### REQUIRED TASK
Copy each of the records below verbatim, keeping every line and its order unchanged.

☆ ☆ ☆ ☆ ☆

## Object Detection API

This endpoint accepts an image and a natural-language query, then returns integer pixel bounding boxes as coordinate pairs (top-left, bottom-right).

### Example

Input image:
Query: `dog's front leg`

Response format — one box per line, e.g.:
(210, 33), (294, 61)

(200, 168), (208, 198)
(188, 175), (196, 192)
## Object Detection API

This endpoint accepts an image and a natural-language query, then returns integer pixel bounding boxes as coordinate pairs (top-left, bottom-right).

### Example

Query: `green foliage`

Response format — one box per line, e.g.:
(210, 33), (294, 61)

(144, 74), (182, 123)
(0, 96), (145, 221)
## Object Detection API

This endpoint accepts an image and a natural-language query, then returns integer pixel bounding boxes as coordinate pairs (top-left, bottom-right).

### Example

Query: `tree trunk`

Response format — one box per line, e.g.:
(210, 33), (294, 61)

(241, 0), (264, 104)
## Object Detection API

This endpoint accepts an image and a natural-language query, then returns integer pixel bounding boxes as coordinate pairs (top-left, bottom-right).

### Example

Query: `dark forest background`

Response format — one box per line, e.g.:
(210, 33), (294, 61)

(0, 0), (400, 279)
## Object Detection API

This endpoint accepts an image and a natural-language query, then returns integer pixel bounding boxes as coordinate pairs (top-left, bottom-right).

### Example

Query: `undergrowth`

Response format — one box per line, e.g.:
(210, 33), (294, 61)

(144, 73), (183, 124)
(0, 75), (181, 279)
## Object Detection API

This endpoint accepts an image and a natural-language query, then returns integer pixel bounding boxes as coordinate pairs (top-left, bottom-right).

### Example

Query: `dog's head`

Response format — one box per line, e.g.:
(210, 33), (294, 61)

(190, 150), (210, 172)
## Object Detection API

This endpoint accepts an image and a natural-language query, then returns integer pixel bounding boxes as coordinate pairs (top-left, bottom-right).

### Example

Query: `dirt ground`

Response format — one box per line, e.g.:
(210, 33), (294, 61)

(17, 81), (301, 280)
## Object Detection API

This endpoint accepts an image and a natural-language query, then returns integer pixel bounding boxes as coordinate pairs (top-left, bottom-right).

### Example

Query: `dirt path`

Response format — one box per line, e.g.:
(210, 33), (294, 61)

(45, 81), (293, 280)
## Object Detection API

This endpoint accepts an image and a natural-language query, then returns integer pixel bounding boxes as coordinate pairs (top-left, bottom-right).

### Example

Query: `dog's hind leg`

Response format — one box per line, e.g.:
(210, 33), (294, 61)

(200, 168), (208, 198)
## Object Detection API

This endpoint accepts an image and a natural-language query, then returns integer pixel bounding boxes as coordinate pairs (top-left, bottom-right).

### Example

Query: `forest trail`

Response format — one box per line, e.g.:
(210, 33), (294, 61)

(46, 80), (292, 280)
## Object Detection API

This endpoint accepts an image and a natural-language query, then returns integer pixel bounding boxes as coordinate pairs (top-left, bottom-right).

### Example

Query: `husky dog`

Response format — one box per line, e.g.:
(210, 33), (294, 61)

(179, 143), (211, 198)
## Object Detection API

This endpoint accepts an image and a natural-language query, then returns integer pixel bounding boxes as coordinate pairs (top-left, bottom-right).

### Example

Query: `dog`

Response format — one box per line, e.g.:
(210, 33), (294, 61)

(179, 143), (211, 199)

☆ ☆ ☆ ☆ ☆

### SOLVED EXERCISE
## Object Detection API

This endpoint accepts an image and a natural-language query, then returns integer pixel bounding boxes as coordinate pairs (top-left, bottom-right).

### Example

Input image:
Query: `dog's front leg`

Response format — one box per line, e.g.:
(210, 33), (294, 61)

(200, 168), (208, 198)
(188, 175), (196, 192)
## Object Detection API

This endpoint accepts an image and a natural-language query, then returns integer pixel bounding boxes as coordinate pairs (top-left, bottom-right).

### Example

Query: `green foliage`

Response format — one box per line, e.g.:
(210, 33), (294, 61)

(144, 74), (182, 123)
(0, 96), (145, 221)
## Object Detection API

This endpoint accepts an image and a natural-language query, then returns integer pixel bounding boxes as coordinate pairs (top-left, bottom-right).

### Example

Query: `tree trunk`

Response format — one box per line, e.g.:
(210, 33), (294, 61)

(241, 0), (264, 104)
## Object Detection API

This endpoint accepts an image and a natural-language query, then returns integer pixel bounding boxes as coordinate pairs (top-left, bottom-right).

### Example

Query: `dark forest background`

Response format — one box per line, e.g.:
(210, 33), (294, 61)

(0, 0), (400, 279)
## Object Detection API

This endpoint accepts an image and a natural-language query, then returns integer pixel bounding boxes as coordinate pairs (top-left, bottom-right).

### Example

Query: `undergrowth`

Response format — one box per line, e.g.:
(210, 33), (294, 61)

(144, 73), (183, 124)
(0, 75), (181, 279)
## Object Detection API

This endpoint accepts an image and a natural-language query, then returns integer pixel bounding boxes as coordinate pairs (top-left, bottom-right).

### Example

Query: `dog's head`

Response format — one box per line, e.g.:
(210, 33), (294, 61)

(190, 150), (210, 172)
## Object Detection API

This endpoint accepts an image and a natural-language query, then returns integer pixel bounding boxes as coordinate pairs (top-left, bottom-right).

### Example

Query: `dirt ground`

Response format — one box per line, e.g.:
(210, 33), (294, 61)

(17, 81), (301, 280)
## Object Detection API

This endpoint accepts an image and a natural-language query, then returns integer pixel bounding boxes as coordinate pairs (top-left, bottom-right).

### Example

Query: `dirt path`

Response format — one box per line, e.g.:
(210, 33), (294, 61)

(45, 81), (293, 280)
## Object Detection API

This endpoint accepts an image and a natural-language query, then returns integer pixel bounding boxes as coordinate pairs (top-left, bottom-right).

### Example

Query: `dog's hind leg`

Response format — one box per line, e.g.:
(210, 33), (294, 61)

(200, 168), (208, 198)
## Object Detection API

This endpoint accepts an image and a natural-language query, then returns integer pixel bounding boxes as coordinate pairs (top-left, bottom-right).

### Example

Query: `forest trail`

Response format — one box per line, e.g.:
(210, 33), (294, 61)

(46, 80), (292, 280)
## Object Detection API

This endpoint accepts an image and a natural-language query, then returns integer pixel bounding boxes as coordinate pairs (top-left, bottom-right).

### Example

Query: `husky dog`

Response format — one box per line, e.g.:
(210, 33), (294, 61)

(179, 143), (211, 198)
## Object Detection API

This endpoint accepts an image and a natural-language query, then returns integer pixel bounding boxes as coordinate pairs (top-left, bottom-right).

### Example

Query: `dog`

Response format — one box per line, e.g.:
(210, 33), (294, 61)

(179, 143), (211, 199)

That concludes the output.